Instruction :: Which lines in the records below contain the word "laces"? Pick out each of those lines and copy it in full.

## Begin Extracted records

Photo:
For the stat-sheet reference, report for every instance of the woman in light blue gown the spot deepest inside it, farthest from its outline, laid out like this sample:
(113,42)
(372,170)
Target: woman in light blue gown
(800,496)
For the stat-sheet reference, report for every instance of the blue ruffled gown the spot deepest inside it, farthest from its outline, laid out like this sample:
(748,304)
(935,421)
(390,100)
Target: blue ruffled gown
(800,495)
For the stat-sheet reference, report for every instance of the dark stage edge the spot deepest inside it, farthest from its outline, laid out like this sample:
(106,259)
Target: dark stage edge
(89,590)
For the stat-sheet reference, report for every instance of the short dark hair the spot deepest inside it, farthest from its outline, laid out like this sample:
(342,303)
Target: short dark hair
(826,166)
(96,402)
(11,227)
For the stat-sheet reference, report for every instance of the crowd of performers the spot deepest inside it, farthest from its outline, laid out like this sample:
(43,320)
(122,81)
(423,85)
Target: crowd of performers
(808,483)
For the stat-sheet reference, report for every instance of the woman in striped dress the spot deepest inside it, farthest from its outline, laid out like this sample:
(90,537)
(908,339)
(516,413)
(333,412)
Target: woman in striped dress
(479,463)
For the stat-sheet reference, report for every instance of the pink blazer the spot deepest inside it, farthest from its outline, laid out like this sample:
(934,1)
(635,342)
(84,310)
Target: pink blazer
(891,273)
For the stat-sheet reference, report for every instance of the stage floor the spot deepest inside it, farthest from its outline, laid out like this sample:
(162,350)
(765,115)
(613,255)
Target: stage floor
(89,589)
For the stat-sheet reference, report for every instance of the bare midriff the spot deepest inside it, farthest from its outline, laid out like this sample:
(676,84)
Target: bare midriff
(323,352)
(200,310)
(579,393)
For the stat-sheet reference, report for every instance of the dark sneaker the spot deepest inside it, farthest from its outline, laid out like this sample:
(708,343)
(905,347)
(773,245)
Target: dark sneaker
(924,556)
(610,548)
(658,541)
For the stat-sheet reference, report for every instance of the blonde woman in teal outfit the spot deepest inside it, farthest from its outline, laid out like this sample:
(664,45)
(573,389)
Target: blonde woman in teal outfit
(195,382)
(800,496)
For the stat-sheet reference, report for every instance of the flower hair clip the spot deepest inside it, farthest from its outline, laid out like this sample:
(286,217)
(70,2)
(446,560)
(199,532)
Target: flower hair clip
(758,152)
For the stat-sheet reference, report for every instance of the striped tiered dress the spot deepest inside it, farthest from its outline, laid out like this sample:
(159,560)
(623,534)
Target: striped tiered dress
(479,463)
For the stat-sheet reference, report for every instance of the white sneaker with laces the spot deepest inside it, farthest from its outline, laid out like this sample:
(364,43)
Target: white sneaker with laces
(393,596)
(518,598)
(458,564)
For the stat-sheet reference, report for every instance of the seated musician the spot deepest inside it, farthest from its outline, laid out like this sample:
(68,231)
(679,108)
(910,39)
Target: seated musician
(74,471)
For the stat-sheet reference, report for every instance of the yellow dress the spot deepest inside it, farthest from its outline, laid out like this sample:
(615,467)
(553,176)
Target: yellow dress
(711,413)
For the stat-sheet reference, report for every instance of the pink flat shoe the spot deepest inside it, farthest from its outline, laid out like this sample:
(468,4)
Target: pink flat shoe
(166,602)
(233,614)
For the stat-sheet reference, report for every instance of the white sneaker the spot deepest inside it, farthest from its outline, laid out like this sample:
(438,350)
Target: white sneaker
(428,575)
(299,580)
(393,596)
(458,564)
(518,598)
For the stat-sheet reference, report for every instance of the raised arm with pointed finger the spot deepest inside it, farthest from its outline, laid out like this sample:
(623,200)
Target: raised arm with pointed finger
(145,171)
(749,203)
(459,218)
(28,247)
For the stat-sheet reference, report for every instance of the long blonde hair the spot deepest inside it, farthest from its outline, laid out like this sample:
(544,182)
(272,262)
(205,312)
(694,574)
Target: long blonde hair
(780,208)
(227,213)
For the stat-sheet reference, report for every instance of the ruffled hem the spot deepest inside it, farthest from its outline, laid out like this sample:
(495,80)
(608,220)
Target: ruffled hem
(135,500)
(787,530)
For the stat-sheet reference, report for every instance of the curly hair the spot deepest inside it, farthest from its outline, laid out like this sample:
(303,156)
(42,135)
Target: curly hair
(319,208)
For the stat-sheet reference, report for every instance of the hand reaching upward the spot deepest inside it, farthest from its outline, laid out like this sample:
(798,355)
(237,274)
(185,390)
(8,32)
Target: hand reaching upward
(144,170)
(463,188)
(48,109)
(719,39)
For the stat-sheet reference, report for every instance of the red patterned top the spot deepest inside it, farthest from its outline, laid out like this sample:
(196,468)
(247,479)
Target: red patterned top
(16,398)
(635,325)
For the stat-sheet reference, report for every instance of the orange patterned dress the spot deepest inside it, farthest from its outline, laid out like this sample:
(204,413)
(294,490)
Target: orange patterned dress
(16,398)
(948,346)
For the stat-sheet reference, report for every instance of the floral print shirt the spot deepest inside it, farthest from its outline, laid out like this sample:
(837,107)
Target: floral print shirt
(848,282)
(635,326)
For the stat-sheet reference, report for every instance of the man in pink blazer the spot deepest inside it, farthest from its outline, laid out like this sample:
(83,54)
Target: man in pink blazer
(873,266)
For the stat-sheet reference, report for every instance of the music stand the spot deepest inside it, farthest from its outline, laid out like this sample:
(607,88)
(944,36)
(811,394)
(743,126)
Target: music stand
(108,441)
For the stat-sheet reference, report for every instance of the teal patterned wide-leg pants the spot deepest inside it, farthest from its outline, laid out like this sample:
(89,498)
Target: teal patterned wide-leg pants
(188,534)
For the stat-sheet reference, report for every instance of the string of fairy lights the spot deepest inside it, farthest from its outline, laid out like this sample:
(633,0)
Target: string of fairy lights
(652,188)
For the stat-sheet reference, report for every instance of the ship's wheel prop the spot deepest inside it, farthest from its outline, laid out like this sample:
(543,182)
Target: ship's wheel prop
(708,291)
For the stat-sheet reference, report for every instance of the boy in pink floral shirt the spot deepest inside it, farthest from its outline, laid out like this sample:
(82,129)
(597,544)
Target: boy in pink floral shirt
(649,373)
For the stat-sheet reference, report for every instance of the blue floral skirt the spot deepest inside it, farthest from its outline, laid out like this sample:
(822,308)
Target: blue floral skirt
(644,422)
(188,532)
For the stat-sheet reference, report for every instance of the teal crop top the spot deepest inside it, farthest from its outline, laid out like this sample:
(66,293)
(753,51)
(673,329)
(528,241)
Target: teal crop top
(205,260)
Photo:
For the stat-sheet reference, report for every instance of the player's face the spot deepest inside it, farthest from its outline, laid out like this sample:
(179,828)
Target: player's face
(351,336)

## End Extracted records
## Begin Extracted records

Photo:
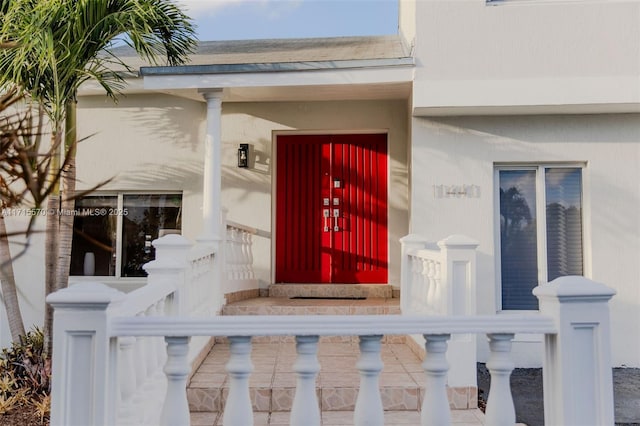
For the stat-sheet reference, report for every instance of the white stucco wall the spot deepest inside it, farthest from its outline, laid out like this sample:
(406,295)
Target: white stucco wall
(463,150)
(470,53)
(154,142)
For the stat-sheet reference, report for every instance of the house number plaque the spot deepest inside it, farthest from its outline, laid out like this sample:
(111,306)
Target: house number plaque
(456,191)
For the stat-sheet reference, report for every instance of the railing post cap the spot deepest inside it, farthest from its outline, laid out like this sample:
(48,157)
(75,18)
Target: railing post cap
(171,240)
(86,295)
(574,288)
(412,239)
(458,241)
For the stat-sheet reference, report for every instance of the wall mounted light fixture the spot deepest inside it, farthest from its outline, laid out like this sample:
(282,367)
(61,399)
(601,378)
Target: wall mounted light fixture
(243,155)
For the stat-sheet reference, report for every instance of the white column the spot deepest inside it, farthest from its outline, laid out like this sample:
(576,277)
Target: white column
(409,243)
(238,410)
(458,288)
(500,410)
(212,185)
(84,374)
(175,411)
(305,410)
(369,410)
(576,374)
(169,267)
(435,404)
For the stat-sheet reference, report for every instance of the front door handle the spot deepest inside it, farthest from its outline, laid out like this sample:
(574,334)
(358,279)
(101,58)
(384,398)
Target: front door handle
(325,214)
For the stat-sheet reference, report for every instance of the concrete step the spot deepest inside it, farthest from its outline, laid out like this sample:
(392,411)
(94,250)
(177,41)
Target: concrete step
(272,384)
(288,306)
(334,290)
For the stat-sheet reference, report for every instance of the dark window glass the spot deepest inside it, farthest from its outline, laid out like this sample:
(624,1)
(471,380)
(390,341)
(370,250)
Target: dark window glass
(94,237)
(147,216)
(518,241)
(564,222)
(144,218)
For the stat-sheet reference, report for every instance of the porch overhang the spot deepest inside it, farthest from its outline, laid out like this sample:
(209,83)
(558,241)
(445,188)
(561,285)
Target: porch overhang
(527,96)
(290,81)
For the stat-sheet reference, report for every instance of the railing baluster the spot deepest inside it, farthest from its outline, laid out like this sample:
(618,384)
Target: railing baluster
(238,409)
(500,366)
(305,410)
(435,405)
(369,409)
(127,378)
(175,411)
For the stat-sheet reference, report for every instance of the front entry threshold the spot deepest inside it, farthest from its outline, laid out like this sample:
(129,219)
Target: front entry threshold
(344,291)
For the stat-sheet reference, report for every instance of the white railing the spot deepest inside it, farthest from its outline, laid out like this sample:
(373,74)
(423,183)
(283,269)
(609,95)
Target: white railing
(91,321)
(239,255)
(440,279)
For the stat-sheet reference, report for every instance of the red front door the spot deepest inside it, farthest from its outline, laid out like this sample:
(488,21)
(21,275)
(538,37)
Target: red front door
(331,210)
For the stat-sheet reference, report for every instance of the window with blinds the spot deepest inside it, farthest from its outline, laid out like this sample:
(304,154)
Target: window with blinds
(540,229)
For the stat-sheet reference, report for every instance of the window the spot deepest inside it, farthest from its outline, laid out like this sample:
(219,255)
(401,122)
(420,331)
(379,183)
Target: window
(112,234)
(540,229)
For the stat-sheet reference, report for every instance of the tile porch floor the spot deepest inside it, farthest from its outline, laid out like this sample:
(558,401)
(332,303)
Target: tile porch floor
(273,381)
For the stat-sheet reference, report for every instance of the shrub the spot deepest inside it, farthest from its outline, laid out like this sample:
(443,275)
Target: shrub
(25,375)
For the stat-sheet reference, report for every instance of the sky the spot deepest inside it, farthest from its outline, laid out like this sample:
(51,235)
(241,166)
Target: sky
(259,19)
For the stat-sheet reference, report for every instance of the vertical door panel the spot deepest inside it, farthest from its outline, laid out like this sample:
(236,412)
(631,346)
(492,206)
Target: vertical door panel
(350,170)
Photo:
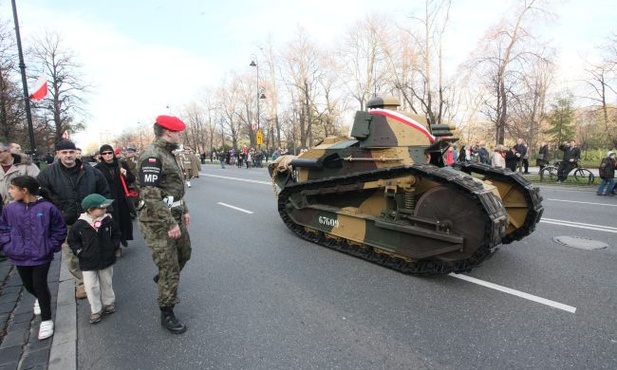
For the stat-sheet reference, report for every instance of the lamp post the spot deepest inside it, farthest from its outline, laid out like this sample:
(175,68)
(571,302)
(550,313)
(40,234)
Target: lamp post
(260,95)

## End Extracted records

Solution to the exercise ::
For the stat-sheet reference, report for every instance of the white sneaker with laces the spot deepest inside it, farthest from its outline, laid out like this sample:
Target: white sneaker with laces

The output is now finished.